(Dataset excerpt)
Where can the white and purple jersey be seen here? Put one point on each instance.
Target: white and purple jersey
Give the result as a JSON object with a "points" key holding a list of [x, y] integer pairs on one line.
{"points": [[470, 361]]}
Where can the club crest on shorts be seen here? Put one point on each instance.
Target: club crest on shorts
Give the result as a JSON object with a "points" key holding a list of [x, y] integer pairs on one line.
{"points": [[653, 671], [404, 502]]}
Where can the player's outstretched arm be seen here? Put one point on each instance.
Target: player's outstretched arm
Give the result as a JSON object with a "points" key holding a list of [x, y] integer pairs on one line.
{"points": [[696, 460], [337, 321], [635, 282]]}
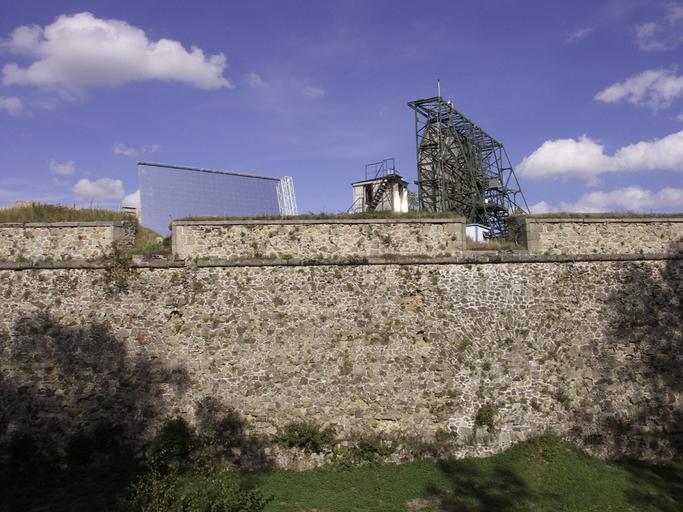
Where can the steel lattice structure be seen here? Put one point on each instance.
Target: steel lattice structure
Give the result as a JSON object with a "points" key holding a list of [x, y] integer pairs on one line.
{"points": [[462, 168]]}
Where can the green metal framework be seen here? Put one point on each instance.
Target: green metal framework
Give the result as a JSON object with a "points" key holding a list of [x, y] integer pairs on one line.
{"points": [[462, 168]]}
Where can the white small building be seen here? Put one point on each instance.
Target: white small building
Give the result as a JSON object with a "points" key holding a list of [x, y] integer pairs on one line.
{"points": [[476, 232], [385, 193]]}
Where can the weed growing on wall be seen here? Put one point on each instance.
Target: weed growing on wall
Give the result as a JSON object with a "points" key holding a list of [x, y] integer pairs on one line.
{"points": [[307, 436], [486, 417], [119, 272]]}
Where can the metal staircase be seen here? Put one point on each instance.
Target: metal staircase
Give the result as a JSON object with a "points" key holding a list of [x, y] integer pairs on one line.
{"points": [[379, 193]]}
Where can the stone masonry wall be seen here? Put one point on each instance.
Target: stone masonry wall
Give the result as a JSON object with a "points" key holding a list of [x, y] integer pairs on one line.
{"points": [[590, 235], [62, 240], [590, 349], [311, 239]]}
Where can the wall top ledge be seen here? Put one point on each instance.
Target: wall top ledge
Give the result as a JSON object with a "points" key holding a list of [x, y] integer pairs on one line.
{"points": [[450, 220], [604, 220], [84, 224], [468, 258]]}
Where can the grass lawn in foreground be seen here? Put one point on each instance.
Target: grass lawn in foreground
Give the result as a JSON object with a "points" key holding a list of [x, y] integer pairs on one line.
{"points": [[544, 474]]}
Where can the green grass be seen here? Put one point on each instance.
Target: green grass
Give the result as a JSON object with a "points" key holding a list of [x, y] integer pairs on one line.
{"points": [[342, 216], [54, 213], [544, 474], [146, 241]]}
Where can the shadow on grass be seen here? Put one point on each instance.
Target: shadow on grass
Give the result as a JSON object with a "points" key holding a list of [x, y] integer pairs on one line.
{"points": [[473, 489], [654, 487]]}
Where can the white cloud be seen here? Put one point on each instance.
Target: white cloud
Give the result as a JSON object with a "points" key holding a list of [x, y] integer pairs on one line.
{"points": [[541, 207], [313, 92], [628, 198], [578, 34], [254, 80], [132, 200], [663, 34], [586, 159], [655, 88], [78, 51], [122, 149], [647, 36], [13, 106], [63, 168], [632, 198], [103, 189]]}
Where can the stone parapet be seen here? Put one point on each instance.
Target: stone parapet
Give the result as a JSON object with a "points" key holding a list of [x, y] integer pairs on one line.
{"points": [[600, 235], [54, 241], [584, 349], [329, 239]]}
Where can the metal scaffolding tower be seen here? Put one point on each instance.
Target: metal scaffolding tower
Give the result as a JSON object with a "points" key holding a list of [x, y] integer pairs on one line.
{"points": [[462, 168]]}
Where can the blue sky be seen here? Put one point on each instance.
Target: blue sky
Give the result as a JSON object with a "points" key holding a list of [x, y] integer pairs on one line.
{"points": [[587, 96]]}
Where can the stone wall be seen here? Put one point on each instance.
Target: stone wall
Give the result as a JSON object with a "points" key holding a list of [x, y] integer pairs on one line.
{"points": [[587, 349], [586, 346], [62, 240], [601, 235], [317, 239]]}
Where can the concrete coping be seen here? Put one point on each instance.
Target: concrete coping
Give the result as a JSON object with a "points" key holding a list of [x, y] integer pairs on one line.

The problem. Print the records word for word and exclude any picture they hold.

Exercise answer.
Where can the white and purple jersey be seen here? Put one point on each instance.
Target: white and purple jersey
Give the result as a JSON object with a "points" key holding a list of [x, y] integer pairs on one line.
{"points": [[470, 361]]}
Where can the club crest on shorts be seen here? Put one point on each instance.
Target: club crest on shorts
Give the result as a JSON object with a "points" key holding a list of [x, y] integer pairs on one line.
{"points": [[653, 671], [404, 502]]}
Where can the player's outstretched arm be seen here? Put one point on each instance.
Target: player's outstretched arm
Give the result as a JSON object with a "points" key holding a list of [x, y] integer pairs on one line.
{"points": [[696, 460], [337, 321], [635, 282]]}
Where can the steel lattice structure be seen here? Put one point on each instance.
Target: steel lattice structure
Give the result as a JSON object with a "points" key holding a list of [x, y] integer pairs on one line.
{"points": [[462, 168]]}
Where can the green metal framework be seen here? Put one point on each instance.
Target: green metal framework
Give the result as a JSON object with a "points" key holding a list of [x, y] integer pairs on one line.
{"points": [[462, 168]]}
Where can the white small building be seen here? Put one point on each instance.
Target: white small building
Give the result as a JSON object with a "points" key holding a list of [x, y] integer pairs on one line.
{"points": [[476, 232], [385, 193]]}
Where can the weed growing on wall be seen here? Put one point on each instance.
Target: weed growing on wall
Give the result as a JSON object with a "points" key holding a list of [x, y] integer pairs on one line.
{"points": [[307, 436], [486, 417], [119, 272]]}
Where can the metal staircase be seen here? Put one point on each instance.
Target: metal staircase
Give the result as a JSON object with a "points" key holding a list of [x, y] integer pairs on one line.
{"points": [[379, 193]]}
Where can the stone masonry wall be seen here? Put one point on each instance.
Target: stone masonry wall
Give the result as a JSON object with a "points" key holding a list of [x, y] integer pairs on one line.
{"points": [[590, 235], [62, 240], [590, 349], [311, 239]]}
Where can the wall top ledge be seen here? Put one point on each instance.
Target: wall top ledge
Give the result as a JSON object with a "points" key holding a list of [x, y] integer pairs on one line.
{"points": [[450, 220], [604, 220], [84, 224], [468, 258]]}
Where can the grass lawn in foreground be seen here? Put one point on each instance.
Target: grass lawn in foreground
Give the result as a JSON object with a "points" key holding a list of [x, y] integer pairs on one line.
{"points": [[544, 474]]}
Where can the green grass be seen here? Put one point on each instance.
Target: green grass
Give the result as a JSON object with a "points" key holding a list of [x, y] integer pairs on one line.
{"points": [[342, 216], [54, 213], [544, 474], [146, 241]]}
Where can the shadow on grass be seen here? Put one point on each instance.
Target: shadow on grass
Give the result as a JSON object with a "points" key holding a list of [x, y] integer pairs on one line.
{"points": [[473, 489], [654, 487]]}
Where can the white cloud be seen here? Put one point on each instance.
Target: white cloud
Give the result as a JSON object with a "points" key holding a list of [x, y] integer pairs on one line.
{"points": [[541, 207], [313, 92], [628, 198], [578, 34], [254, 80], [132, 200], [663, 34], [586, 159], [655, 88], [78, 51], [122, 149], [647, 36], [13, 106], [63, 168], [632, 198], [103, 189]]}
Where can the stone parapet be seen here? Put one point on each instance.
Target: stone parapet
Give the result as a JSON object with a "points" key holding a list of [x, y] integer pairs on one line.
{"points": [[600, 235], [54, 241], [584, 349], [329, 239]]}
Where can the metal scaffolding tower be seen here? Put one point on each instance.
Target: metal scaffolding tower
Give the result as a JSON object with a "points" key holding a list of [x, y] integer pairs on one line.
{"points": [[462, 168]]}
Where can the blue sky be seen here? Put one point on each instance.
Target: blue sky
Give the result as a JSON object with a "points" key holding a list of [x, y] integer pairs on one line.
{"points": [[587, 96]]}
Where can the stone wall be seen here? Put one point on each instance.
Target: stone wall
Give the result as a JSON object with a "points" key holding a list of [x, y] integer pairs on one line.
{"points": [[587, 349], [586, 346], [62, 240], [601, 235], [317, 239]]}
Where can the concrete coping be seen here? Put one point on each instance.
Target: concrete coping
Give the result as a JSON object with a "points" key holding a list of [x, y] integer pairs on one line.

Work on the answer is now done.